_WORK INSTRUCTIONS_:
a) In the court order on the concurrent-sentence motion, which judge imposed the defendant's sentence in this case?
b) Extend the court order on the defendant's concurrent-sentence motion, picking up right after its final paragraph.
[PROVIDED TEXT]
Opinion
CRIMINAL 98-0057-WS
11-12-2024
ORDER
WILLIAM H. STEELE, UNITED STATES DISTRICT JUDGE
The defendant was convicted and sentenced in this District on federal charges after having been sentenced on federal drug charges in the Southern District of Florida (“the Florida sentence”). “Multiple terms of imprisonment imposed at different times run consecutively unless the court orders that the terms are to run concurrently.” 18 U.S.C. § 3584(a). Because Judge Vollmer did not order that the defendant's sentence in this case run concurrently with the earlier Florida sentence, (Doc. 51), Section 3584(a) dictates that the sentence he imposed runs consecutively to the Florida sentence.
The defendant recently filed a “motion for a judicial recommendation to designate sentences as concurrent nunc pro tunc.” (Doc. 143). The defendant asked the Court to issue a “non-binding recommendation to the Bureau of Prisons [“BOP”] under 18 U.S.C. § 3621(b)(4)” that his sentence in this case “run concurrently nunc pro tunc” with the Florida sentence. (Id. at 1).
Section 3621(b) addresses a convicted defendant's “place of imprisonment.” Congress has established that “[BOP] shall designate the place of the prisoner's confinement.” 18 U.S.C. § 3621(b). Congress has also required that, in doing so, BOP shall consider “any statement by the court that imposed the sentence ... recommending a type of penal or correctional facility as appropriate ....” Id. § 3621(b)(4)(B).
Pursuant to this provision, the Court often recommends in its judgment that a defendant be placed in a federal facility with, for example, appropriate substance abuse, mental health, or medical services.
[/PROVIDED TEXT]
[GIVEN INFORMATION]
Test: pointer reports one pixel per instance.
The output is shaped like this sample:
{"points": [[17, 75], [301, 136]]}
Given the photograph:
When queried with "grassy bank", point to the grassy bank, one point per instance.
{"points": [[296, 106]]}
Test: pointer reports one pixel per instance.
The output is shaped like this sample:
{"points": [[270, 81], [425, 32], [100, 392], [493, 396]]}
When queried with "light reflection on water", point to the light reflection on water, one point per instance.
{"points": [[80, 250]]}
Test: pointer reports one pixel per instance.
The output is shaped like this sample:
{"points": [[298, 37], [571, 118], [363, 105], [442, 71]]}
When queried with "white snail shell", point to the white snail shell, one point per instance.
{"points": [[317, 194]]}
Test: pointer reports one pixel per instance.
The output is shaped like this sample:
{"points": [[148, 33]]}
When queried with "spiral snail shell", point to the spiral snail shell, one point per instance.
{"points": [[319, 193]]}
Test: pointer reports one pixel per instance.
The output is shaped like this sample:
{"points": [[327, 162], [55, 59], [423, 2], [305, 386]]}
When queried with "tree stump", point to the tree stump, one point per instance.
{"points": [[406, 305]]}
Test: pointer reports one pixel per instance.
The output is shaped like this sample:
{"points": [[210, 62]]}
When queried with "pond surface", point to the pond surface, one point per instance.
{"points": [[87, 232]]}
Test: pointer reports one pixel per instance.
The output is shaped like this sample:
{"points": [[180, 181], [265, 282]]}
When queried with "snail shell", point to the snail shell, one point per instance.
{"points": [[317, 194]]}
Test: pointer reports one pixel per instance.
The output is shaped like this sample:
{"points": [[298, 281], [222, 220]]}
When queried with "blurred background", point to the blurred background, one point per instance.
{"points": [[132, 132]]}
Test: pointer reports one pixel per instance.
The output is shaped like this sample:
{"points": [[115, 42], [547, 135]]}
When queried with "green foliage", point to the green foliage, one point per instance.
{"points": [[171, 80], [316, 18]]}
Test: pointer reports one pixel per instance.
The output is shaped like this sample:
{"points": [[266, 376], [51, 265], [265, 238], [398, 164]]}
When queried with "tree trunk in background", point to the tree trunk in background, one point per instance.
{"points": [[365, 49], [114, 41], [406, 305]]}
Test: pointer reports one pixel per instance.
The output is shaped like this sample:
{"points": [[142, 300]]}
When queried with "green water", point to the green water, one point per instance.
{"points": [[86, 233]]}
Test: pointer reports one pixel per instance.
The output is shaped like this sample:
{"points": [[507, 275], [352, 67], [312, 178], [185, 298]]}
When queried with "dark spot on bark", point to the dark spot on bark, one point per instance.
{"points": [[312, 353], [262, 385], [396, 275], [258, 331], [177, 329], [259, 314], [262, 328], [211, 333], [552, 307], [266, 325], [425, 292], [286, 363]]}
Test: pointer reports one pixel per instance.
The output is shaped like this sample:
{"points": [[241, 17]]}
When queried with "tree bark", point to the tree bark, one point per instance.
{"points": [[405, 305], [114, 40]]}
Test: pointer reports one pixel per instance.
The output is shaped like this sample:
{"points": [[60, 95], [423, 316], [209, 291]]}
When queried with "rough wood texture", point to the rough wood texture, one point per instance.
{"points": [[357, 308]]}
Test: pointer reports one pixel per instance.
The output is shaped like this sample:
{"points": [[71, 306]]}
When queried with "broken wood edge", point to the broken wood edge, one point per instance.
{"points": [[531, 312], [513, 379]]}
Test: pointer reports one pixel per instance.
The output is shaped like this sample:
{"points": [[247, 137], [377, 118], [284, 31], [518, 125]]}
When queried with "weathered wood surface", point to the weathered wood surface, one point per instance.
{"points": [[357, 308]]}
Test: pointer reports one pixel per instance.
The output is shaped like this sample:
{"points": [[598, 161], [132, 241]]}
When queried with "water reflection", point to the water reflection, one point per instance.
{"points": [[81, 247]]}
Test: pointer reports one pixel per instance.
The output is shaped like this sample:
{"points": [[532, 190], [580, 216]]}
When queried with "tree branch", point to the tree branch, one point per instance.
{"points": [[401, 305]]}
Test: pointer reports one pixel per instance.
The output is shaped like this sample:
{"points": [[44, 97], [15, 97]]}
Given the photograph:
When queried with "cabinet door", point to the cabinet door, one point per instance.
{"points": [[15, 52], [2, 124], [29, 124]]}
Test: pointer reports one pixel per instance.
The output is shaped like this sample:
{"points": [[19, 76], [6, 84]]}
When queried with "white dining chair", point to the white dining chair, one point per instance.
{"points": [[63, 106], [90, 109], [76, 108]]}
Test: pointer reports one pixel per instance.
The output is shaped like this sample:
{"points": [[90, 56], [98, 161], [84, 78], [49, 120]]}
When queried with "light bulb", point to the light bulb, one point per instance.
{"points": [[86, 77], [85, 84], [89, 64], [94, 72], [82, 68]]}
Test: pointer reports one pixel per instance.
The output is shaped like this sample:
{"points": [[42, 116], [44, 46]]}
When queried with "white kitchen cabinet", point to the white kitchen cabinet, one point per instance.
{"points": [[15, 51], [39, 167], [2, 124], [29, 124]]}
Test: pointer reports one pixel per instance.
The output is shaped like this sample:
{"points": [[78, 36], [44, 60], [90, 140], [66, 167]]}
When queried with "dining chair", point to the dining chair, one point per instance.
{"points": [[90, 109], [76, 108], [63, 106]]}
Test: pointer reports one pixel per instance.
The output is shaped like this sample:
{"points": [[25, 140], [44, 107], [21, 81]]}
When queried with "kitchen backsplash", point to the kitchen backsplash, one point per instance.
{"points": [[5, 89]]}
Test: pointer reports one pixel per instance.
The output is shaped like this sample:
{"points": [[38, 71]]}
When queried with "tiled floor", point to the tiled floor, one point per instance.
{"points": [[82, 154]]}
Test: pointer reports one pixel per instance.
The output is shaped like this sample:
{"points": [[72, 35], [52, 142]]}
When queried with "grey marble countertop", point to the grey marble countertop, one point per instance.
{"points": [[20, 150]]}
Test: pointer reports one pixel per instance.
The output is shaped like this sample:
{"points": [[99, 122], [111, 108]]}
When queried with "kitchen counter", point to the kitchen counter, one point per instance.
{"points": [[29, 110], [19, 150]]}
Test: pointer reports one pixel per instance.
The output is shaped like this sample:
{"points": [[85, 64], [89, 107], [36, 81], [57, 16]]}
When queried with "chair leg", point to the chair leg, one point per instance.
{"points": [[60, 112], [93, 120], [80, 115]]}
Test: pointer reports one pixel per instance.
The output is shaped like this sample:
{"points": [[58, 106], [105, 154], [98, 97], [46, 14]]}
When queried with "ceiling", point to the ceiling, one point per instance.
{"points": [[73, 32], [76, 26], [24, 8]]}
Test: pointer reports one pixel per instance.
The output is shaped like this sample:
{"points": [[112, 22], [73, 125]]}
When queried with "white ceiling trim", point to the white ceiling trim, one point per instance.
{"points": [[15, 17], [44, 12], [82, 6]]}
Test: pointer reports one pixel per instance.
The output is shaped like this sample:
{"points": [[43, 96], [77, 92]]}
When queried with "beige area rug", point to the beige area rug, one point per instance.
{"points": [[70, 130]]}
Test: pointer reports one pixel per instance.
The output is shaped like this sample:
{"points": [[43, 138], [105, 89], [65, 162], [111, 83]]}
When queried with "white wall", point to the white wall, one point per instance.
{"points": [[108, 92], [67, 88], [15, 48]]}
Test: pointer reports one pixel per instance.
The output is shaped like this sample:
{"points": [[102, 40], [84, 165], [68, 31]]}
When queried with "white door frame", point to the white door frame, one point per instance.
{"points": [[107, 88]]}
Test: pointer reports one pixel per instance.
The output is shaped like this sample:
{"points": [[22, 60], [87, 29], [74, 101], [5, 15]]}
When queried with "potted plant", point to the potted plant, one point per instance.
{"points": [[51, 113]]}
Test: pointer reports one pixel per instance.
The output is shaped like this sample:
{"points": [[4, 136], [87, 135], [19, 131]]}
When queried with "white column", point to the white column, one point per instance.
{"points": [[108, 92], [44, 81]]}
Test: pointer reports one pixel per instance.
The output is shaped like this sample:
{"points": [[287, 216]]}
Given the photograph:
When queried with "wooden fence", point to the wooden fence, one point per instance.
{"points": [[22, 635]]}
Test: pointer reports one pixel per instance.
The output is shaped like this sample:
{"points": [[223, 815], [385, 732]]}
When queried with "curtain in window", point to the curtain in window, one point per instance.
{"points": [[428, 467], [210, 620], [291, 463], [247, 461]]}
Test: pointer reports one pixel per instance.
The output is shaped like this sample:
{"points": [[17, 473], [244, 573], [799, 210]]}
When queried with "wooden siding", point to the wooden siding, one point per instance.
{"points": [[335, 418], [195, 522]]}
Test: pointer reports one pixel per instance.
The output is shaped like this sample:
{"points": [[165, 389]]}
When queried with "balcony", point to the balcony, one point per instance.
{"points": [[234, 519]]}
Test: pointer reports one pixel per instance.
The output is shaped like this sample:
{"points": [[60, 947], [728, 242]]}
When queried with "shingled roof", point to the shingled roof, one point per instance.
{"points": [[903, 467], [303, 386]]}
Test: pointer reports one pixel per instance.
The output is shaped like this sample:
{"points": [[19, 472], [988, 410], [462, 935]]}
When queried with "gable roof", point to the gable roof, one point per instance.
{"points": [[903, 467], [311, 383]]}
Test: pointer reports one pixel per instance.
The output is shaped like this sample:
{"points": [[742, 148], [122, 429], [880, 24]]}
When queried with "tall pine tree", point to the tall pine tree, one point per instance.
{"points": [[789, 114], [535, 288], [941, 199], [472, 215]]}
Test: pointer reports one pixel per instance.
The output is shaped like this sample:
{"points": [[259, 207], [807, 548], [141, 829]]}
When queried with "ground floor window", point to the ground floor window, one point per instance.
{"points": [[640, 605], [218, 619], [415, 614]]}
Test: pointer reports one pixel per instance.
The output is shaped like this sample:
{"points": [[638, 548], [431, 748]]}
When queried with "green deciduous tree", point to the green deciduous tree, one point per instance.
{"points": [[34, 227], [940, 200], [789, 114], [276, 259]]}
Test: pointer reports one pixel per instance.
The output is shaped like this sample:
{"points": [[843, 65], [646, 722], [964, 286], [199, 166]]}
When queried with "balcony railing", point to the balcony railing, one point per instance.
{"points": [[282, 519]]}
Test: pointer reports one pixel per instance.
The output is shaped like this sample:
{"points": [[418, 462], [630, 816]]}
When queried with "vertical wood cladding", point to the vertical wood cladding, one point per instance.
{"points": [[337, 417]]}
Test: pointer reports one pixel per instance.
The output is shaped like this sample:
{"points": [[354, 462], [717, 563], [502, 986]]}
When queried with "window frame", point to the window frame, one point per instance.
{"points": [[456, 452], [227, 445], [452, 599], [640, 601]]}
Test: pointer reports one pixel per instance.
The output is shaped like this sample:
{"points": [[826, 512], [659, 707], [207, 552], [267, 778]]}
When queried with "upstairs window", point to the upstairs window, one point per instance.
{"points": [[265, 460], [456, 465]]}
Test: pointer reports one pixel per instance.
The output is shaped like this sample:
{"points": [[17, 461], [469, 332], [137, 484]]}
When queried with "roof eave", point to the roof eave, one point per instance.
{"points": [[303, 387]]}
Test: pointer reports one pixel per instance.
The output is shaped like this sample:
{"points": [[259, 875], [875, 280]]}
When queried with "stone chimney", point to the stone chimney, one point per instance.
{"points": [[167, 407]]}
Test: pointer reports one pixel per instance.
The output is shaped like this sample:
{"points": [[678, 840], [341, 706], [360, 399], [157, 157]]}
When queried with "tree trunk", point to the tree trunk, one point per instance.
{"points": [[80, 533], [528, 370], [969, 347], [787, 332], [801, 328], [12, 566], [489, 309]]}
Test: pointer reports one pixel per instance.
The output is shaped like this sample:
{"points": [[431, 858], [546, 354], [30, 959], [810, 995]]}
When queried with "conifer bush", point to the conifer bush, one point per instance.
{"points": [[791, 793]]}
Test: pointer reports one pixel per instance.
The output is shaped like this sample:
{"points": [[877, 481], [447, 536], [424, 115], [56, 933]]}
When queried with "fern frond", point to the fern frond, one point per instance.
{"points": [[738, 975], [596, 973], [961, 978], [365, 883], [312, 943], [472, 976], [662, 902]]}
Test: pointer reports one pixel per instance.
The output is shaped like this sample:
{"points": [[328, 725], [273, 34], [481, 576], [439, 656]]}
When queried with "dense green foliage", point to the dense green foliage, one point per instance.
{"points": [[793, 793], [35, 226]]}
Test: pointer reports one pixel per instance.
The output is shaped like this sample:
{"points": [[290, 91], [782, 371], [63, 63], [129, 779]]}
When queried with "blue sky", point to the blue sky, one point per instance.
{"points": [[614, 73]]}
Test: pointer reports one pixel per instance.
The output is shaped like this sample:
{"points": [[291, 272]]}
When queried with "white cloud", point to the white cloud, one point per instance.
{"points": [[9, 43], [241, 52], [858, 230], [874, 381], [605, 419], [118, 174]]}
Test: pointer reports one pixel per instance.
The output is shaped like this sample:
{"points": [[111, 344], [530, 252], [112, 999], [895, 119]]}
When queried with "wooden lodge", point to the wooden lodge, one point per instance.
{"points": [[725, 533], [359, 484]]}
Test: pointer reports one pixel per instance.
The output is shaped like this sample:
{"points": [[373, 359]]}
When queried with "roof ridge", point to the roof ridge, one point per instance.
[/GIVEN INFORMATION]
_ANSWERS PER TASK_:
a) Judge Vollmer

b)
Pursuant to Section 3621(b), “BOP has the authority to retroactively designate where a prisoner will serve his term of imprisonment, and may assign a prisoner to serve his federal sentence in a state correctional facility.” Davis v. Warden, 666 Fed.Appx. 802, 803 (11th Cir. 2016). The practical effect of such a designation is to render the federal sentence concurrent with the state sentence. United States v. Allen, 124 Fed.Appx. 719, 721 (3rd Cir. 2005) (“Only where the BOP specifically designates the state facility will a prisoner receive federal credit for time spent incarcerated in a state prison.”). BOP has developed a program statement to channel its discretion in making such a determination, which contemplates consideration of any post-judgment judicial recommendation. Id. (citing Federal BOP Program Statement 5160.05).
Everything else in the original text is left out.